(EXCERPT PROVIDED)

~ A break in an unusually warm Hungarian winter allowed Monika Landy-Gyebnar to indulge in some frozen bubble making. Quite cold weather is needed because glycerine in the bubble solution depresses the freezing point below zero Celsius.
Images ©Monika Landy-Gyebnar, shown with permission
"I used dishwasher liquid (one for hand washing dishes), some glycerine and water. Nothing special.
The bubbles took about 3-4 minutes to freeze when it was coldest outside. Later as the temperature rose the freezing became much slower. Of course it took a lot of patience as many bubbles popped before freezing.
Many people have tried it in Hungary during the cold days and in the east where it was much colder (even -18°C was reached) it was easier. One girl blew the bubbles on snow surface and that made it freeze really quickly. I had no snow when it was cold, and tried many surfaces, both the grass and the lid of our waste bin worked well.
I’ve seen a lot of frozen bubble pics from really cold locations (Canada, Finland etc.) and the fern pattern on those bubbles differs a lot from our results in less cold weather. The colder it was the ferns became smaller and more even shaped (small 4-point star shapes were common). Of course I don't know if the mixture was similar or the type they used was the cause of the pattern difference, but in temperatures below -20°C the patterns were very similar despite very different locations and bubble blowers."

(End EXCERPT PROVIDED)
(RAW DATA)

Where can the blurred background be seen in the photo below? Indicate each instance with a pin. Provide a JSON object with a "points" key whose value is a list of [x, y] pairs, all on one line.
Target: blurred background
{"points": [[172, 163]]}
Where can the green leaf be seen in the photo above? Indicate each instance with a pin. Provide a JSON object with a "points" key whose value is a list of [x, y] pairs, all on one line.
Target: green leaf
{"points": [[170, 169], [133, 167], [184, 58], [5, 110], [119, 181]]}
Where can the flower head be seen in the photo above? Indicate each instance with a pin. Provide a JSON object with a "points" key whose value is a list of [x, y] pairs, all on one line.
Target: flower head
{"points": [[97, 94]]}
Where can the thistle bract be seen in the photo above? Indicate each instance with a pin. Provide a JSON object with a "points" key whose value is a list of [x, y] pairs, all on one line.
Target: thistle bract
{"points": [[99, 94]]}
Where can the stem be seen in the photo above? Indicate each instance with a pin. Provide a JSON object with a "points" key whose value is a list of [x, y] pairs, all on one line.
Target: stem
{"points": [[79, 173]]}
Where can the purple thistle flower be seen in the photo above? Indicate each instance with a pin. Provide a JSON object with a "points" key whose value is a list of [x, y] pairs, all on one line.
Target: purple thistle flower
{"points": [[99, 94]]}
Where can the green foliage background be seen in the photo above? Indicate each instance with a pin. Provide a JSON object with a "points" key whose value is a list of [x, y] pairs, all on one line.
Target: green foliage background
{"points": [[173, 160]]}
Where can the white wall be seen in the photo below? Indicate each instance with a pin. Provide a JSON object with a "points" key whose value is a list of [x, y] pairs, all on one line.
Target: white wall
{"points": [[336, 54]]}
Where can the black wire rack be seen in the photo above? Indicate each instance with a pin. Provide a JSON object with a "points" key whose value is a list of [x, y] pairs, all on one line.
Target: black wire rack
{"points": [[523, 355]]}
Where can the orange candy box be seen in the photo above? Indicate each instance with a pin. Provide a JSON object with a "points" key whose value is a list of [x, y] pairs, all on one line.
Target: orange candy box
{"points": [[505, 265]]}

(End RAW DATA)

TASKS FOR THIS EXERCISE:
a - From the frozen bubble text, write out the passage from "Images ©Monika Landy-Gyebnar, shown" up to and including "bin worked well.", substituting "persistence" for "patience".
b - Decide whether each statement agrees with the frozen bubble text, and answer yes or no for each, quoting the words that settle it: (i) At the coldest time outside, the bubbles took about 3-4 minutes to freeze. (ii) There was snow on the ground when the weather was cold. (iii) Below -20°C, the fern patterns differed greatly from one location to another.
c - Write the next part of the frozen bubble text, starting after its final sentence.

RESULTS:
a -
Images ©Monika Landy-Gyebnar, shown with permission
"I used dishwasher liquid (one for hand washing dishes), some glycerine and water. Nothing special.
The bubbles took about 3-4 minutes to freeze when it was coldest outside. Later as the temperature rose the freezing became much slower. Of course it took a lot of persistence as many bubbles popped before freezing.
Many people have tried it in Hungary during the cold days and in the east where it was much colder (even -18°C was reached) it was easier. One girl blew the bubbles on snow surface and that made it freeze really quickly. I had no snow when it was cold, and tried many surfaces, both the grass and the lid of our waste bin worked well.

b -
(i) Yes: "The bubbles took about 3-4 minutes to freeze when it was coldest outside."
(ii) No: "I had no snow when it was cold"
(iii) No: "in temperatures below -20°C the patterns were very similar despite very different locations and bubble blowers."

c -
Water molecules need a nucleus* – dust, a snow machine protein, bacteria or other particles on which to start the phase change to ice. Once a tiny crystal forms, it spreads across the thin bubble sheet. Growth is fastest at crystal edges. It is dendritic, treelike, along the hexagonal crystal directions to give the characteristic patterns. The complex but overall symmetric shapes of snowflakes are similarly produced.
*Thought, would slightly dusty bubble mixture start to freeze faster?
**At very low temperatures no nuclei are needed - there is spontaneous nucleation.